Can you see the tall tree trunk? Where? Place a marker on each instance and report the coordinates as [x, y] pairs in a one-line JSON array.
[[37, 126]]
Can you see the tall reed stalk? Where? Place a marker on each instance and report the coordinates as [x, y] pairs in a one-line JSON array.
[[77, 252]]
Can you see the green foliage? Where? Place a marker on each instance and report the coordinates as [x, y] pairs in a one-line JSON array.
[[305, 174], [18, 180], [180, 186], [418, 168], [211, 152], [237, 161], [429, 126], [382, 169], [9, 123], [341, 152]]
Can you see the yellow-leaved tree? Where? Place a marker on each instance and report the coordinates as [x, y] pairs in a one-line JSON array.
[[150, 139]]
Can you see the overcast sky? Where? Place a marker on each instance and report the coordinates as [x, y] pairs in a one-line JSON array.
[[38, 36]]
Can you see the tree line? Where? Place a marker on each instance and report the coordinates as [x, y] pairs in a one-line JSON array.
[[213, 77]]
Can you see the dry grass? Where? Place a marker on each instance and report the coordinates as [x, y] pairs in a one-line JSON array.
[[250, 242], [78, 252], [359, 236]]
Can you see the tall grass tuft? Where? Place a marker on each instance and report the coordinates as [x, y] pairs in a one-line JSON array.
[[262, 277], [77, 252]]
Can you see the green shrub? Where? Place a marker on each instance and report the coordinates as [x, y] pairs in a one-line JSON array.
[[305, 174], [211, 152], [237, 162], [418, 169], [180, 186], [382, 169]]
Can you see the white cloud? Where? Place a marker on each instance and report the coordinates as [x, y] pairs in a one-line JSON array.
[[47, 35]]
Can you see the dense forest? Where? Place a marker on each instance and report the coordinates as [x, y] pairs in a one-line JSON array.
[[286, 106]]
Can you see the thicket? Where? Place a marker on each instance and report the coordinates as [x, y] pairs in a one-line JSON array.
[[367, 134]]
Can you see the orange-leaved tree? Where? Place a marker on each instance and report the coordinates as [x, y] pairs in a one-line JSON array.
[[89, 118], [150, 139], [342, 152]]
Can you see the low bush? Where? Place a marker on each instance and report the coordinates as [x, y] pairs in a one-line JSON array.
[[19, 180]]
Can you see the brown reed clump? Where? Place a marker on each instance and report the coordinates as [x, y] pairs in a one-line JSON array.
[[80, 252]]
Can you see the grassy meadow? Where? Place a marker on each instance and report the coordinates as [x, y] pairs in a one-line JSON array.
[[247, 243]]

• _WORK ORDER_: Return every entry above with nothing altered.

• _EXPECTED ANSWER_:
Can you see the tall tree trunk? Where? Place a marker on each instance and report the coordinates as [x, y] pairs in a one-line JSON array.
[[37, 126]]
Can you see the tall reed stalk? Where? Place a marker on each instance and report the coordinates as [x, y] pairs in a one-line JSON array.
[[77, 252]]
Can you see the green foliage? Where? Place a marker on each instance and report the coordinates as [x, y] pairs in a one-line JSON array.
[[305, 174], [18, 180], [180, 186], [418, 168], [211, 152], [237, 161], [429, 126], [382, 169], [9, 123], [341, 152]]
Can you see the yellow-leaved tree? Where? Place a marker on each instance and report the coordinates as [x, y] pairs in a one-line JSON array.
[[150, 139]]
Can you see the overcast sky? Where? Place a marker on each instance and report the coordinates as [x, y] pairs in a one-line JSON array.
[[38, 36]]
Can you see the tree line? Where? Place a marker on each instance and report the coordinates as [x, y] pairs in a one-line JSON array.
[[213, 77]]
Can you see the dry grass? Where? Place a marker on each instance and report the coordinates as [x, y] pairs in a one-line JSON array.
[[250, 242], [78, 252], [359, 236]]
Can you see the tall grass tuft? Where? Place a marker on each instance and report the coordinates as [x, y] pairs in a one-line JSON array.
[[262, 277], [77, 252]]
Can you see the green shrub? Where? Place a marker on each instance and report the coordinates as [x, y] pairs in a one-line JSON array.
[[305, 174], [211, 152], [237, 162], [418, 169], [180, 186], [382, 169]]
Can you see the white cloud? Where? Place a marker on each instance and report the coordinates as [x, y] pairs in a one-line JSON array.
[[47, 35]]
Can you see the dense forest? Where? Place a marker on each instance and report the coordinates as [x, y] pairs in a one-line JSON array.
[[286, 106]]
Can you see the thicket? Where? Place a marker on each instance and report the coordinates as [x, y] pairs in a one-line JSON array.
[[367, 134]]
Can you see the orange-leaved tree? Where? Place a marker on each instance and report the coordinates as [x, y] pairs in a one-line JSON array.
[[89, 118], [150, 139], [342, 152]]
Can you see the low bush? Where? Place a marker on each instance and report the coordinates as [x, y] pairs in a one-line JSON array.
[[19, 180]]
Can you see the brown reed clump? Where? Place a marker on each instance and report the coordinates as [x, y] pairs in a one-line JSON array.
[[80, 252]]
Can you see the grassy meadow? Where? Place a marker on each instance and report the coordinates as [x, y] pairs in a one-line JSON array.
[[247, 243]]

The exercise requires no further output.